• _EXERCISE TASK_
Copy the material word for word, starting at the line that contains "TARGET = child sitting on ground" and stopping after the line that contains "x=76, y=359".

• _EXCERPTED DATA_
▬▬▬
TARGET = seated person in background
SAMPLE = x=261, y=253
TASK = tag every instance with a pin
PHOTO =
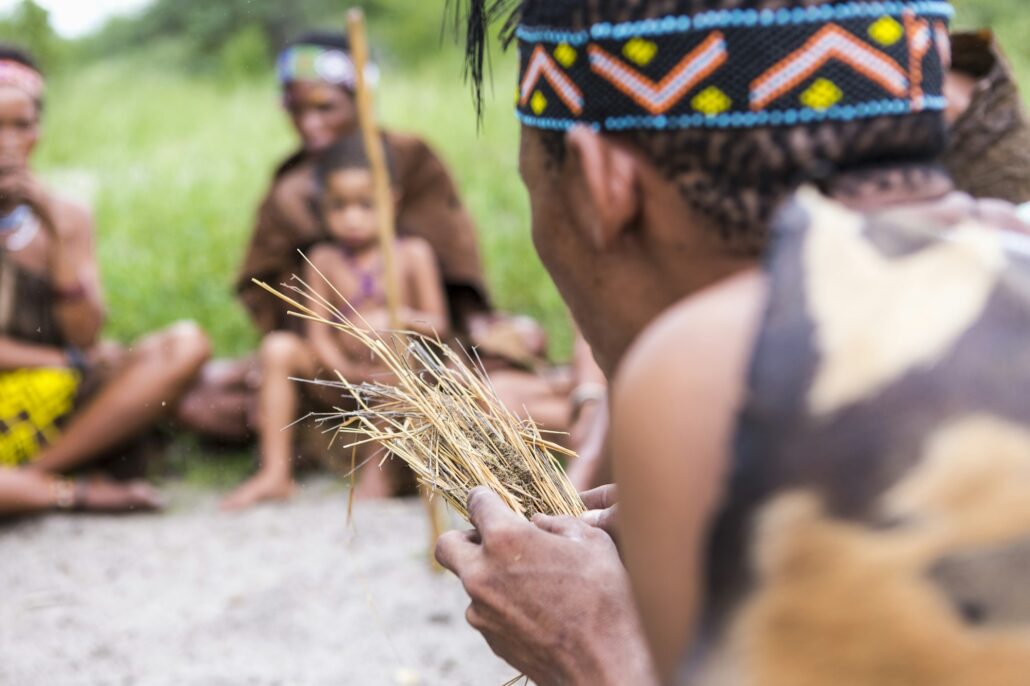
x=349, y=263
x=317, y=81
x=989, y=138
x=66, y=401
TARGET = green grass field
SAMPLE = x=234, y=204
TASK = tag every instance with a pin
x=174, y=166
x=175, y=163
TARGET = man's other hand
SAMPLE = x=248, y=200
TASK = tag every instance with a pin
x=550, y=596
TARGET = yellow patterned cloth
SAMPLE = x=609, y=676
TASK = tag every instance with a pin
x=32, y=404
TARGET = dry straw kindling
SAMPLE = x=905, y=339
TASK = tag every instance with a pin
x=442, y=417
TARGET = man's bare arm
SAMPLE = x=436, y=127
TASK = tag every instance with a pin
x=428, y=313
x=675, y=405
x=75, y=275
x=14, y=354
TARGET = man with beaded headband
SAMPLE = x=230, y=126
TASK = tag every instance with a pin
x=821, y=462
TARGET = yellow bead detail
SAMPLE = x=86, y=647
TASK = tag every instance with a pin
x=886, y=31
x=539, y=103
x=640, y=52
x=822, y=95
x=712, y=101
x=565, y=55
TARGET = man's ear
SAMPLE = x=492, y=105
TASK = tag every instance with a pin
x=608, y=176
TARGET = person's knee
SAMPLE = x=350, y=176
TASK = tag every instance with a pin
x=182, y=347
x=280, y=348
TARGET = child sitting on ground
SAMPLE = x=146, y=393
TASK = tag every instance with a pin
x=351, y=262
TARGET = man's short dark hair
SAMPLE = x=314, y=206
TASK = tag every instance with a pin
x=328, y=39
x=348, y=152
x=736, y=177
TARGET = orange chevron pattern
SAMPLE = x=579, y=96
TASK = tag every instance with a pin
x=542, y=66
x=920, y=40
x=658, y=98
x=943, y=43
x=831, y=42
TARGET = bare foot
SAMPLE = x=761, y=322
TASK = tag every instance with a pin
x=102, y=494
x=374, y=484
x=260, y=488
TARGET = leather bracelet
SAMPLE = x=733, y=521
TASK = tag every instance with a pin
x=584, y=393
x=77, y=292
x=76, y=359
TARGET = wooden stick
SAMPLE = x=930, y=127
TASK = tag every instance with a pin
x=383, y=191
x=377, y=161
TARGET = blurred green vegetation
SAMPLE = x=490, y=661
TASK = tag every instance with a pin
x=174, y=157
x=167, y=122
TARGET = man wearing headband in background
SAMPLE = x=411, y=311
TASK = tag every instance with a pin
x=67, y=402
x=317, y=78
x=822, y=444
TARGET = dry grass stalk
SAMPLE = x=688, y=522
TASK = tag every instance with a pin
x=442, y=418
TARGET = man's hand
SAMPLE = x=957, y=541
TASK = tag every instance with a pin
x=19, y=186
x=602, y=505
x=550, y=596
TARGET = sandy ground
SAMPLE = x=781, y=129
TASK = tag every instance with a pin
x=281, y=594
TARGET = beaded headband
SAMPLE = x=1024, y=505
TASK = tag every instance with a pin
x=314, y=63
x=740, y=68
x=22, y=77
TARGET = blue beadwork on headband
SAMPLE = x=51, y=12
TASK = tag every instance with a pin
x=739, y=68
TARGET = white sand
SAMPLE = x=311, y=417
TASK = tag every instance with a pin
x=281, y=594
▬▬▬
• _FINISHED TASK_
TARGET = child sitting on ground
SAMPLE = x=146, y=393
TASK = tag every instance with a pin
x=351, y=262
TARGET = man's short dark hair
SAMPLE = x=314, y=206
TASK = tag every instance with a pin
x=328, y=39
x=348, y=152
x=736, y=177
TARGET = orange chevron pattern
SAMPLE = x=579, y=96
TASK = tag every instance with a pin
x=542, y=66
x=920, y=40
x=658, y=98
x=943, y=43
x=831, y=42
TARGET = bare foot
SAMPLE = x=761, y=322
TASK = tag every instance with a pin
x=102, y=494
x=374, y=484
x=260, y=488
TARGET = leather bracelet
SAMPLE = x=733, y=521
TASK = tag every instance with a pin
x=584, y=393
x=77, y=292
x=76, y=359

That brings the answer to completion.